(Entries from a pointing dataset)
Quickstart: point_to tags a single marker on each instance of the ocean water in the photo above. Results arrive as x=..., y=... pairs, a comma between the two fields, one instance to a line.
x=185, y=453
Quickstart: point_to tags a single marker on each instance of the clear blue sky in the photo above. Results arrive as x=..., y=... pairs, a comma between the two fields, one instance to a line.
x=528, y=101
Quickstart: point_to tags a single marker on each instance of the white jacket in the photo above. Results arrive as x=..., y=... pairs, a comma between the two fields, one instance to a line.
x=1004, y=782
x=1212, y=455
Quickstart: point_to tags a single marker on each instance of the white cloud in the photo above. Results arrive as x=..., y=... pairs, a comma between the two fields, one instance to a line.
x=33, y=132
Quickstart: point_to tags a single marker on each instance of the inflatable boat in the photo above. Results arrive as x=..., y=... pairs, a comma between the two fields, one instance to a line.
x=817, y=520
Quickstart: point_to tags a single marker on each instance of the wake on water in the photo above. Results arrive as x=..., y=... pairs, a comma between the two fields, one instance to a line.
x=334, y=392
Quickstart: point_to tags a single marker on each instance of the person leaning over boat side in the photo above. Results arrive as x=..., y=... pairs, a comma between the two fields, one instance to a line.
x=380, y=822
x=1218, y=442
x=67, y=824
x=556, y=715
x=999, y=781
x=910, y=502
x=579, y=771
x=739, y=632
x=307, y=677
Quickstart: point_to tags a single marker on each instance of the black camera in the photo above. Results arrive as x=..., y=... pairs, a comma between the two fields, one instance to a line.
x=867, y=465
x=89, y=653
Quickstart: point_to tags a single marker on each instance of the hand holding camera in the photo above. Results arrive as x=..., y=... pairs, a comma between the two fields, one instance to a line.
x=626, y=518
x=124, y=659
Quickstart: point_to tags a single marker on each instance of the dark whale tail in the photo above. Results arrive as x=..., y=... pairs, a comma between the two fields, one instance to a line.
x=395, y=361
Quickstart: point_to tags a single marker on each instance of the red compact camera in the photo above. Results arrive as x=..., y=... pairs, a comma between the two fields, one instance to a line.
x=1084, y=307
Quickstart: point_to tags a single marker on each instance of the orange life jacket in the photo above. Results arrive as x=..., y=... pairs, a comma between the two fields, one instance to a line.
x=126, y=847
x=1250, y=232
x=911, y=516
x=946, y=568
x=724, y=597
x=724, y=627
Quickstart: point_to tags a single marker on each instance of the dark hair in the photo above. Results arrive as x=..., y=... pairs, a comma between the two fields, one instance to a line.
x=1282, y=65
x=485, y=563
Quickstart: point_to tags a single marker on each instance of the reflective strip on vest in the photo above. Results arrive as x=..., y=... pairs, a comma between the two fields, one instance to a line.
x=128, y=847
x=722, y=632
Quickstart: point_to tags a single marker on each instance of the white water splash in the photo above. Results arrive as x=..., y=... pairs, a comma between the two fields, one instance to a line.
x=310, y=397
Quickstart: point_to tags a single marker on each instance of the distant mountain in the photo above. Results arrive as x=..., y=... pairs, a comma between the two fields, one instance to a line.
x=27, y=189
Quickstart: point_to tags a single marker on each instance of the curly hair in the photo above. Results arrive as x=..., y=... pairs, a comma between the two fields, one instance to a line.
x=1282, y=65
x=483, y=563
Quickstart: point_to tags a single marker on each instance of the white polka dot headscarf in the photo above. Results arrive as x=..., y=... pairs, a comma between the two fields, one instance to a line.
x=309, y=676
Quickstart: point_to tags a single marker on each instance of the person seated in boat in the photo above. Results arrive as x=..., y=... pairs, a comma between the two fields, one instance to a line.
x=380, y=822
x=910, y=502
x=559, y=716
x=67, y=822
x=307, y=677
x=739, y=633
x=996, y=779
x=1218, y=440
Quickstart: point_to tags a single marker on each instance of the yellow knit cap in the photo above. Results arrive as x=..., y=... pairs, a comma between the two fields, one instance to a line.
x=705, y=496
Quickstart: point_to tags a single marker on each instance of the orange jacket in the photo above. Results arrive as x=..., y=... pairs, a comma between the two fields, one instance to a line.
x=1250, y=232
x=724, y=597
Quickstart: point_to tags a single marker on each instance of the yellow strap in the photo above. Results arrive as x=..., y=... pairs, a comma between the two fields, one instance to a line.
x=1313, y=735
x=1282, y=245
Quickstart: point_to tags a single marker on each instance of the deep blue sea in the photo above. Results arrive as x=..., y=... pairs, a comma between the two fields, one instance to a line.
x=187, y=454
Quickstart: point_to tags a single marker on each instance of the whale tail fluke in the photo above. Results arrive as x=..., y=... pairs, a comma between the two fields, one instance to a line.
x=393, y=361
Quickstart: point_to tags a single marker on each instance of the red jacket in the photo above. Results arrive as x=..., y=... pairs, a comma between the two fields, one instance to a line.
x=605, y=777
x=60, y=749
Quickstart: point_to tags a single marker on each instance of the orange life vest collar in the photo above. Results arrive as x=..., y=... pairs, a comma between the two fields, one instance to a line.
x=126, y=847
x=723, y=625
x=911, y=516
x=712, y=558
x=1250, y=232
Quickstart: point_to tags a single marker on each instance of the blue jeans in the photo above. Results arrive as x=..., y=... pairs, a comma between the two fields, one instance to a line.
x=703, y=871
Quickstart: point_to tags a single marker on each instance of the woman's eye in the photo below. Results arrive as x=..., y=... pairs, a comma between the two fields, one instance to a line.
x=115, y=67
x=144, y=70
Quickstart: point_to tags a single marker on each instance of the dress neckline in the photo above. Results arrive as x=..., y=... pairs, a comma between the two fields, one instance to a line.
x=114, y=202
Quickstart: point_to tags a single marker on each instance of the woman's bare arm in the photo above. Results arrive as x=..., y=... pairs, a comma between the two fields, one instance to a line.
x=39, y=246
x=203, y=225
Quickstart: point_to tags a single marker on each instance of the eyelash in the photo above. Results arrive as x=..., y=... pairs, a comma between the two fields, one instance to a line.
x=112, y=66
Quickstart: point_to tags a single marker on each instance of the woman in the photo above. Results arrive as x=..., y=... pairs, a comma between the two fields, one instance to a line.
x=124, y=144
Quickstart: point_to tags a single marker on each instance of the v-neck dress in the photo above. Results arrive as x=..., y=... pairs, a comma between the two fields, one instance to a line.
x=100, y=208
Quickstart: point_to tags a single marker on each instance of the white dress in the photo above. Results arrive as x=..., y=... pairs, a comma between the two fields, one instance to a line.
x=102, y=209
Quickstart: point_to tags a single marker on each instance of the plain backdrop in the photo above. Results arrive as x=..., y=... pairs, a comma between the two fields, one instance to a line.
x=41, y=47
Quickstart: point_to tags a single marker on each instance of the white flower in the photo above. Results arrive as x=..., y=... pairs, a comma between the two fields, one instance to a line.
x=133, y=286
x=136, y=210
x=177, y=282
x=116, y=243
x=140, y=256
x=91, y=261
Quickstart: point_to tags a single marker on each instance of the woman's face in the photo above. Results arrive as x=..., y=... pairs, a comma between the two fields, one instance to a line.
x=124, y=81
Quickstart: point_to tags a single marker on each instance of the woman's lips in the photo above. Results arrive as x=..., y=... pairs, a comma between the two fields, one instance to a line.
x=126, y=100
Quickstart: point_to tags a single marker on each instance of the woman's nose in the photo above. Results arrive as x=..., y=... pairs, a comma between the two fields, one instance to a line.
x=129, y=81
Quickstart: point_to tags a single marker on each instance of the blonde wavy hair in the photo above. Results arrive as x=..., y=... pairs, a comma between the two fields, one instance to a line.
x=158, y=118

● **Problem to work on**
Write out the lines again, starting at the line that contains "the person leaning" and stopping after the line that contains "x=1084, y=307". Add 132 to every coordinate in the answers and keep the requests as they are.

● **Written response**
Quickstart: point_to tags a single marker on each instance of the person leaning over boat side in the photo above. Results arrive as x=..., y=... pairs, a comma between the two fields, one instance to a line.
x=512, y=954
x=1350, y=574
x=199, y=956
x=688, y=847
x=1131, y=913
x=1042, y=634
x=711, y=903
x=871, y=764
x=439, y=809
Quickstart: point_to tags a single marker on each instance of the black camera in the photo above. Results arrive as x=..., y=... pairs, a comma between the two fields, one instance to a line.
x=999, y=597
x=221, y=785
Quickstart: point_to tags a single marker on each instance of the hand holding camera in the photo above. Results arrive as x=..., y=... pairs, a comma between the two fields, one instance to a line.
x=758, y=650
x=256, y=791
Quickstart: point_to tags a single marker on each instance of the dark whale tail in the photo above. Results arrive as x=..., y=... pairs, a comma between the two fields, one instance to a line.
x=527, y=493
Quickstart: point_to tags a single marker on each instance of the red compact camera in the photo above. Results arrive as x=..., y=... pairs, a comma between the two fields, one instance to a line.
x=1216, y=439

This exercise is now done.